[Start Exercise data]
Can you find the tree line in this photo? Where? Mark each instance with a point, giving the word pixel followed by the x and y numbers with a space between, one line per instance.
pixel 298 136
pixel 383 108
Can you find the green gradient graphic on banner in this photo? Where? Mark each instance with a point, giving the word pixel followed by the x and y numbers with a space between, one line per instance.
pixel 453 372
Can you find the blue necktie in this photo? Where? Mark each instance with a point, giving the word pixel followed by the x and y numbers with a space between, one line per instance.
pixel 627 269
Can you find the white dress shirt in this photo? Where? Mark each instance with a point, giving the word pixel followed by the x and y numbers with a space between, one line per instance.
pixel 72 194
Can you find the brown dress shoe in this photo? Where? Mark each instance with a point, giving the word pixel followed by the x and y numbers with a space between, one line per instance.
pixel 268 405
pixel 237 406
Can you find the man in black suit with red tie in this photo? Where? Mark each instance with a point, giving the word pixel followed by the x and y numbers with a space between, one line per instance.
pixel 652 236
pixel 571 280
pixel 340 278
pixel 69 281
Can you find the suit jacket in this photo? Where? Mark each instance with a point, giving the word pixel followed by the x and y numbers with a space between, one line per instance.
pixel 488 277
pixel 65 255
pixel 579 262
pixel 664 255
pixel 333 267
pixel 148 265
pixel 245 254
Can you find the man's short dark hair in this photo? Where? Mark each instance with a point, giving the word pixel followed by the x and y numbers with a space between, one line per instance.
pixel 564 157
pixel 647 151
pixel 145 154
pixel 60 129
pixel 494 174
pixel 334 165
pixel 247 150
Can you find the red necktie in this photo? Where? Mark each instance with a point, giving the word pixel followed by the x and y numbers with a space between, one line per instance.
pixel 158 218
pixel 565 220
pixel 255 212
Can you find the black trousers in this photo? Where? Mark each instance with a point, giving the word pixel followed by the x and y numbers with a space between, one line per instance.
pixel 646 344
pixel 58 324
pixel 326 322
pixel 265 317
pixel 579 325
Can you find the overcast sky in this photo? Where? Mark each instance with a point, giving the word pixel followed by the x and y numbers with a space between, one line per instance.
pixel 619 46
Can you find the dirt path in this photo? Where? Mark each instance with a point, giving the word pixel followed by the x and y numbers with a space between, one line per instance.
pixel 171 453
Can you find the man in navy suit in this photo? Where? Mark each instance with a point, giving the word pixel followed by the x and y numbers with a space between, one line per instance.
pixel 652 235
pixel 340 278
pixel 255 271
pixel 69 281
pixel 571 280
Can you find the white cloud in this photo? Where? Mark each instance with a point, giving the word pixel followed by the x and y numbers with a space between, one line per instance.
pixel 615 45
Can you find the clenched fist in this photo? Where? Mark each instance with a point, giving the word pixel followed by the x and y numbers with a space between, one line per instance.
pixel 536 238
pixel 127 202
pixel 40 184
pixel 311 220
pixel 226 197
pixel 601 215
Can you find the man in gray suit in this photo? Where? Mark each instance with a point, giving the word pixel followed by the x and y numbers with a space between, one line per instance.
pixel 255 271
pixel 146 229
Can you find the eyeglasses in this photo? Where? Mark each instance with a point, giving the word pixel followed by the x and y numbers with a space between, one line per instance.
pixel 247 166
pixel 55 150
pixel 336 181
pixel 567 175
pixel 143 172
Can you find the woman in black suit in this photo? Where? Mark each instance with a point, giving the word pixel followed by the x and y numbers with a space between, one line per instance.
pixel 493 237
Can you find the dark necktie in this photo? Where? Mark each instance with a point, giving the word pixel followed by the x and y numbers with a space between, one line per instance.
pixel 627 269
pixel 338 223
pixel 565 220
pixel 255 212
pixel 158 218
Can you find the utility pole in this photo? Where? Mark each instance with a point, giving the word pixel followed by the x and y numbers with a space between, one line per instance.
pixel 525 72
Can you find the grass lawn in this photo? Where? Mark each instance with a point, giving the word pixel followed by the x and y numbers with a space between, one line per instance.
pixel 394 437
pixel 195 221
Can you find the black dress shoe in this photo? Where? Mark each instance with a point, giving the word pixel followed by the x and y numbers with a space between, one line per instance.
[End Exercise data]
Could you write out all of the rows above again, word for word and unchanged?

Can you find the tree line in this photo? Where? Mark each instance with a point, giving the word pixel followed by the x and y numbers with a space between, one line per instance.
pixel 298 136
pixel 383 108
Can you find the green gradient graphic on banner in this photo? Where? Mark each instance with a point, giving the word pixel followed by the x and y numbers with a space between, one line per instance.
pixel 453 372
Can you find the blue necktie in this photo? Where? Mark each instance with a point, giving the word pixel followed by the x and y numbers with a space between, one line per instance.
pixel 627 269
Can you find the white dress shirt in this photo? Where? Mark each instance with a point, giving the word pixel followed by the x and y numbers with a space between, one line per instance.
pixel 72 194
Can you find the brown dress shoe in this photo? Where? Mark each instance with a point, giving the word pixel followed by the x and y numbers with a space between, one line per instance.
pixel 268 405
pixel 237 406
Can you find the man in black suit with red tie in this photo? Where? Mark each instance with a point, giving the word pixel followed by the x and y numbers with a space between, one line per instance.
pixel 652 236
pixel 571 280
pixel 340 278
pixel 69 281
Can you find the suit jacket in this photo? Where? Mark each instance with a point, giving the word pixel followed by the x and y numbers with a space between, one line per instance.
pixel 488 277
pixel 65 255
pixel 579 262
pixel 664 255
pixel 333 267
pixel 148 265
pixel 245 254
Can you find the man's short dark hair in this photo? Where? Mark each instance with a point, giving the word pixel followed by the x and y numbers with a space between, one line per instance.
pixel 564 157
pixel 647 151
pixel 145 154
pixel 60 129
pixel 494 174
pixel 334 165
pixel 247 150
Can you find the red necktie in this photo? Where? Mark each instance with a point, giving the word pixel followed by the x and y numbers with a space between, one line per instance.
pixel 158 218
pixel 565 220
pixel 255 212
Can you find the black trousers in this photo? Where? Mark each instance with a point, giving the word pixel followed by the x and y numbers with a space between, one line per instance.
pixel 646 344
pixel 58 324
pixel 326 322
pixel 265 317
pixel 579 325
Can you find the overcast sky in this photo? Where? Mark each instance with a point, giving the word pixel followed by the x and y numbers with a space between, one line per instance.
pixel 619 46
Can you find the dirt path in this photo? Where? Mark each instance with a point, giving the word pixel followed by the x and y numbers with a space between, one line per instance.
pixel 171 453
Can you find the man in navy suit in this photo? Where? Mark each instance with a point, giving the word pixel followed by the x and y numbers with a space between, one line per instance.
pixel 652 235
pixel 340 278
pixel 255 271
pixel 69 281
pixel 571 280
Can you find the white cloud in this photo? Where? Mark each instance with a point, giving the word pixel followed by the x and y numbers with a space between, one line per instance.
pixel 615 45
Can you find the clenched fist in this photo? Where? Mark each instance with a point, giving the word pixel followed by the x and y numbers with a space between, one line per instance.
pixel 536 238
pixel 127 202
pixel 40 184
pixel 311 220
pixel 226 197
pixel 601 215
Can you find the man in gray suit in this photo? Where? Mark each instance with a point, giving the word pixel followed by the x and y numbers with a space between, one line per instance.
pixel 255 271
pixel 146 229
Can you find the eyeglasses in this photo? Where? Mark each instance with a point, giving the word pixel followed by the x and y numbers with a space between, one line per instance.
pixel 247 166
pixel 55 150
pixel 336 181
pixel 567 175
pixel 143 172
Can you find the woman in black suit in this photo? Where? Mark each instance with a point, giving the word pixel followed by the x and y numbers with a space between, one line per instance.
pixel 493 237
Can you find the dark necktie in this photo? Where? Mark each instance with a point, giving the word pixel followed by the x and y numbers with a space between, one line per instance.
pixel 627 269
pixel 338 223
pixel 565 220
pixel 255 212
pixel 158 218
Can you find the utility pole in this photo? Where? Mark each instance with a point, giving the word pixel followed by the x and y numbers with a space between, one line per instance.
pixel 525 72
Can you find the grass lawn in this photo? Where? Mark each instance with a point, giving the word pixel followed by the x and y numbers with a space between, one line per instance.
pixel 394 437
pixel 195 221
Can you find the black dress shoe in this photo? Where? Mark each instance with a point, giving the word pixel followed by the x and y numbers with a space between, one line per instance.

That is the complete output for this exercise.